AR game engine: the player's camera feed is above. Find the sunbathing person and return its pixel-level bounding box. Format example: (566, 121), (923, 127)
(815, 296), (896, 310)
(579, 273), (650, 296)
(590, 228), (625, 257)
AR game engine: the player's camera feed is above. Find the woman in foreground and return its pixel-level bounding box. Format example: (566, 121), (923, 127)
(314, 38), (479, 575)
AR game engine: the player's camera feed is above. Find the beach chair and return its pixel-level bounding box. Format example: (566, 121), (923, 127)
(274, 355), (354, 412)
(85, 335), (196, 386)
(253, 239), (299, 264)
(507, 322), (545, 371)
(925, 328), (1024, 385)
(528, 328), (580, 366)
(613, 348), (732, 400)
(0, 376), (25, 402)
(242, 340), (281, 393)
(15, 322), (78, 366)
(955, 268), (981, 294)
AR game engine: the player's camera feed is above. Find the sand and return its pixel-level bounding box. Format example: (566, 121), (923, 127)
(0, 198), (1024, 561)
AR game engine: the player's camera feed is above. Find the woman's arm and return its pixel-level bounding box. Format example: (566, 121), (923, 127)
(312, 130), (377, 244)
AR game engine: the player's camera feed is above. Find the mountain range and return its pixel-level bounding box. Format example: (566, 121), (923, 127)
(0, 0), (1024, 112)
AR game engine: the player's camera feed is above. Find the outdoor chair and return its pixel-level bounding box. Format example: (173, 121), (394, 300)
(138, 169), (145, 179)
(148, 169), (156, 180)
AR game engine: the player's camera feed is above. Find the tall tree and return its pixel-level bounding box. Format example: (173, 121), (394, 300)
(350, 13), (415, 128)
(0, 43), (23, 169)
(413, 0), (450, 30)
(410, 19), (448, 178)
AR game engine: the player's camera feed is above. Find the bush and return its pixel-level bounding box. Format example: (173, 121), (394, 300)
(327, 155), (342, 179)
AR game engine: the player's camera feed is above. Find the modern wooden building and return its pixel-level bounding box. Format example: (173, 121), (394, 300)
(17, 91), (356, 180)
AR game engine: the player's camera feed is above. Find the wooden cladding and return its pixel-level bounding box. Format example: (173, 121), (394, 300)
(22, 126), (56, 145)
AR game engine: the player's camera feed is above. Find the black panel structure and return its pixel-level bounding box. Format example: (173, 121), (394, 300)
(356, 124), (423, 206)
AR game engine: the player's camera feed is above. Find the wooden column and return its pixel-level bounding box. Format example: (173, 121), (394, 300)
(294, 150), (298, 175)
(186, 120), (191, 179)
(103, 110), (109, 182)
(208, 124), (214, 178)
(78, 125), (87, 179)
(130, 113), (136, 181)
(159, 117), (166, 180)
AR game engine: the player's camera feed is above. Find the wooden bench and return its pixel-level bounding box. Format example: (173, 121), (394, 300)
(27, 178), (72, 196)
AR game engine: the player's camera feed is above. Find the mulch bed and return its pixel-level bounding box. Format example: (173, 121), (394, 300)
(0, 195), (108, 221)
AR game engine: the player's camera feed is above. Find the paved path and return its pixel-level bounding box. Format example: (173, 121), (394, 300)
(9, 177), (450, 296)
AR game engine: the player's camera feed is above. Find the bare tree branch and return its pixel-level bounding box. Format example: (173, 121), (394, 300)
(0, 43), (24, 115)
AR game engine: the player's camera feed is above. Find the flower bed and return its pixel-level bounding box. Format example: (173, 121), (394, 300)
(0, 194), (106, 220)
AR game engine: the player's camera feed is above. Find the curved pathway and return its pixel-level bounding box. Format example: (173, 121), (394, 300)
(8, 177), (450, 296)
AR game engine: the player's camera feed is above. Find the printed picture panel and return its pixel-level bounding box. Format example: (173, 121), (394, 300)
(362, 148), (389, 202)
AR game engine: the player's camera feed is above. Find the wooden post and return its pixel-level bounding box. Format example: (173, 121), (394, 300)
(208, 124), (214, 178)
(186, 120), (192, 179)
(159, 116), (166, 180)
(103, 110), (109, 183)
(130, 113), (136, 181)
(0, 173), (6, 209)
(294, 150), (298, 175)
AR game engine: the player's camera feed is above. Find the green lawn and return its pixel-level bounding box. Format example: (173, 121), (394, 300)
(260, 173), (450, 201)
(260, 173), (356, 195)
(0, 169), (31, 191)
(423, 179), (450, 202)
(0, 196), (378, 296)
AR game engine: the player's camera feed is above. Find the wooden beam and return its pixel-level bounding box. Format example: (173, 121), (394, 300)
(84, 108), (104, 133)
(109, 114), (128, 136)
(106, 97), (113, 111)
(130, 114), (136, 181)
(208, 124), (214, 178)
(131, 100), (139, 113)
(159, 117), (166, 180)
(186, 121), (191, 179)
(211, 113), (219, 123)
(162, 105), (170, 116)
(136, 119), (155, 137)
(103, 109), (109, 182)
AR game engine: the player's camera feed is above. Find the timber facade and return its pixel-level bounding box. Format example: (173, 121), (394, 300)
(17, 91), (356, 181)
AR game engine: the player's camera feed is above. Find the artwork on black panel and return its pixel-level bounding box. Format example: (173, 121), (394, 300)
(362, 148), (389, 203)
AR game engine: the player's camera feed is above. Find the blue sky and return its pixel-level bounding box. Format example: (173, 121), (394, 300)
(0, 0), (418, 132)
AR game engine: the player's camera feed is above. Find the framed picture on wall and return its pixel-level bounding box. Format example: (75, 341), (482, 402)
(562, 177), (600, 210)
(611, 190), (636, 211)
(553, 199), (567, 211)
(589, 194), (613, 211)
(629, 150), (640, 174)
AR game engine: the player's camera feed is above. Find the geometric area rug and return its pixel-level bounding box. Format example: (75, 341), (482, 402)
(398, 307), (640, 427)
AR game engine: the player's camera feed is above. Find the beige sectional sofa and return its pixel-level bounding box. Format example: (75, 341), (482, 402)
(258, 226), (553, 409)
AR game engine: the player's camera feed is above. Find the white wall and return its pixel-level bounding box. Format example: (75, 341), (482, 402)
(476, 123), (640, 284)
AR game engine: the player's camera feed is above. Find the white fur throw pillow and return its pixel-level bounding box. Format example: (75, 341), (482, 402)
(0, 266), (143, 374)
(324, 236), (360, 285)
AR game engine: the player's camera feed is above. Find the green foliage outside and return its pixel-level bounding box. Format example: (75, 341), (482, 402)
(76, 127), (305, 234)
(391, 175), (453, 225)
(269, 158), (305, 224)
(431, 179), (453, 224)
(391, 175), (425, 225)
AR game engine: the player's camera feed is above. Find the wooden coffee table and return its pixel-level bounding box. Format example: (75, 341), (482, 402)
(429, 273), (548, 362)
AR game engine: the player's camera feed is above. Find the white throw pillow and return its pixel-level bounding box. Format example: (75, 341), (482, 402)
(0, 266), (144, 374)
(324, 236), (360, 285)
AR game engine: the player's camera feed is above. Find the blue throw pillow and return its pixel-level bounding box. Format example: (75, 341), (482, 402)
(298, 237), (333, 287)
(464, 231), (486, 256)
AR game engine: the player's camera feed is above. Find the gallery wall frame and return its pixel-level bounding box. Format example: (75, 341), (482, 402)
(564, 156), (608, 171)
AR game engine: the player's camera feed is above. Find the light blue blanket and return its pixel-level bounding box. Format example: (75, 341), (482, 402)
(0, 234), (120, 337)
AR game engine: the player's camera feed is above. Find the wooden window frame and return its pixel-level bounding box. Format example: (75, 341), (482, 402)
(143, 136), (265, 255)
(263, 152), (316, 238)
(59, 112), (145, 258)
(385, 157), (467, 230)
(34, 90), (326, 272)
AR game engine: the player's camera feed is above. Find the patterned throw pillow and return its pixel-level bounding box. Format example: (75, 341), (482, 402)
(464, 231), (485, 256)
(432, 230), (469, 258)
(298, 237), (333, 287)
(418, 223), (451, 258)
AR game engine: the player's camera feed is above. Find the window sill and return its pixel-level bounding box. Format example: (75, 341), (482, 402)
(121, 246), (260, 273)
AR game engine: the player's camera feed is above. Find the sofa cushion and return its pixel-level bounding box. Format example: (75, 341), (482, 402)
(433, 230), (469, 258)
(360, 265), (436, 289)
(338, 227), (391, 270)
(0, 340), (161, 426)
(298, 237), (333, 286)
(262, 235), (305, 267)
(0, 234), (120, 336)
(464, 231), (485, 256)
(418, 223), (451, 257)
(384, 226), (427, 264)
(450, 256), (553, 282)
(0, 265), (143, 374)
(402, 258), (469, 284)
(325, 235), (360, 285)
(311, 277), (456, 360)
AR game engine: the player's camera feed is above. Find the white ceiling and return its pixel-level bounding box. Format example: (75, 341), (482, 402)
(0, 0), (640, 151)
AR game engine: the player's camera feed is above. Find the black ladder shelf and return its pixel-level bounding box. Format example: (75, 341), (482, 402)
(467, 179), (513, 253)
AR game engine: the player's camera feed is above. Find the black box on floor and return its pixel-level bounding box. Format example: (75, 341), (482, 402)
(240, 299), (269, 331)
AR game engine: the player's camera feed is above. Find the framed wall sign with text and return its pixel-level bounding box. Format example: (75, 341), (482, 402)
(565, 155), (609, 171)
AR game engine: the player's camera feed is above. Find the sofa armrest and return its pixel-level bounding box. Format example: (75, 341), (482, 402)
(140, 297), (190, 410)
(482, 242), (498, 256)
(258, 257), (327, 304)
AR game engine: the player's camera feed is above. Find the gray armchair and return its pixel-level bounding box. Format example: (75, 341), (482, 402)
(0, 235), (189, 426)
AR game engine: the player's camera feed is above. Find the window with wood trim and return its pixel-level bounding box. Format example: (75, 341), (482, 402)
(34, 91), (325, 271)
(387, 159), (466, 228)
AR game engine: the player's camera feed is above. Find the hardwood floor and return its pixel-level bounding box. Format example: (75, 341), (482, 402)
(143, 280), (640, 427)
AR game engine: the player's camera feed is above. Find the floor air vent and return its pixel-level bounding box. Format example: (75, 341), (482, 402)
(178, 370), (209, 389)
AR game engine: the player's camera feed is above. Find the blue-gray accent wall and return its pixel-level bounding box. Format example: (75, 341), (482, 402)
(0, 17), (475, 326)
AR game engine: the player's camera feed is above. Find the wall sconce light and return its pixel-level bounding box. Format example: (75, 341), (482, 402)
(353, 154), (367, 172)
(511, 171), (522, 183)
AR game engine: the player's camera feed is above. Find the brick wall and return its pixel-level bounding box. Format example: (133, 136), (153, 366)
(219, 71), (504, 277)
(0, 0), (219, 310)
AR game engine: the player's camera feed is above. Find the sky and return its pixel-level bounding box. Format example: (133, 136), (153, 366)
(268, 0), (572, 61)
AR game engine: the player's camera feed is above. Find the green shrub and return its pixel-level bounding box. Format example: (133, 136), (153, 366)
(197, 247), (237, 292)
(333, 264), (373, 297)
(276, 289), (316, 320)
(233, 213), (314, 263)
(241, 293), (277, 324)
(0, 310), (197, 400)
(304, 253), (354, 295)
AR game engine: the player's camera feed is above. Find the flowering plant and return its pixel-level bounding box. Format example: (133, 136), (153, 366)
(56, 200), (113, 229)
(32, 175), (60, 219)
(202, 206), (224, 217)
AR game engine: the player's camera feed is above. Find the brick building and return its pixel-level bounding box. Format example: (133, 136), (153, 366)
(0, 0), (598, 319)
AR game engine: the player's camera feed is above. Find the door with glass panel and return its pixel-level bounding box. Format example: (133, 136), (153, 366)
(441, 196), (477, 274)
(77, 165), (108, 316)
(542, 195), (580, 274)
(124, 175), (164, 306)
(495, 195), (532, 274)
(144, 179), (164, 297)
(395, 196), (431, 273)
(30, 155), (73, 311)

※

- WHAT IS ASKED -
In the part that opens with the line containing "the wooden bench" and closes with the line containing "(8, 177), (450, 296)", substitute "video stream" for every occurrence of "camera feed", leaving all else unchanged. Return only those lines.

- RESPONSE TO THE TASK -
AR game engine: the player's video stream is above. Find the wooden bench and return its pixel-level bounding box. Format example: (173, 121), (394, 300)
(27, 178), (72, 196)
AR game engine: the player's video stream is above. Find the mulch bed and return its pixel-level bounding box. Format example: (173, 121), (394, 300)
(0, 195), (108, 221)
AR game engine: the player's video stream is above. Find the paved path and return its pixel-level bounding box. Format example: (173, 121), (394, 300)
(9, 177), (450, 296)
AR game engine: the player's video stream is above. Find the bare tree branch and return its pixel-level bounding box. Format example: (173, 121), (394, 300)
(0, 43), (24, 115)
AR game engine: the player's video stream is above. Find the flower bed and return its pixel-level bounding box. Format example: (173, 121), (394, 300)
(0, 194), (106, 220)
AR game engine: the player's video stream is above. Find the curved pathway and return its pixel-level bounding box. Format example: (173, 121), (394, 300)
(8, 177), (450, 296)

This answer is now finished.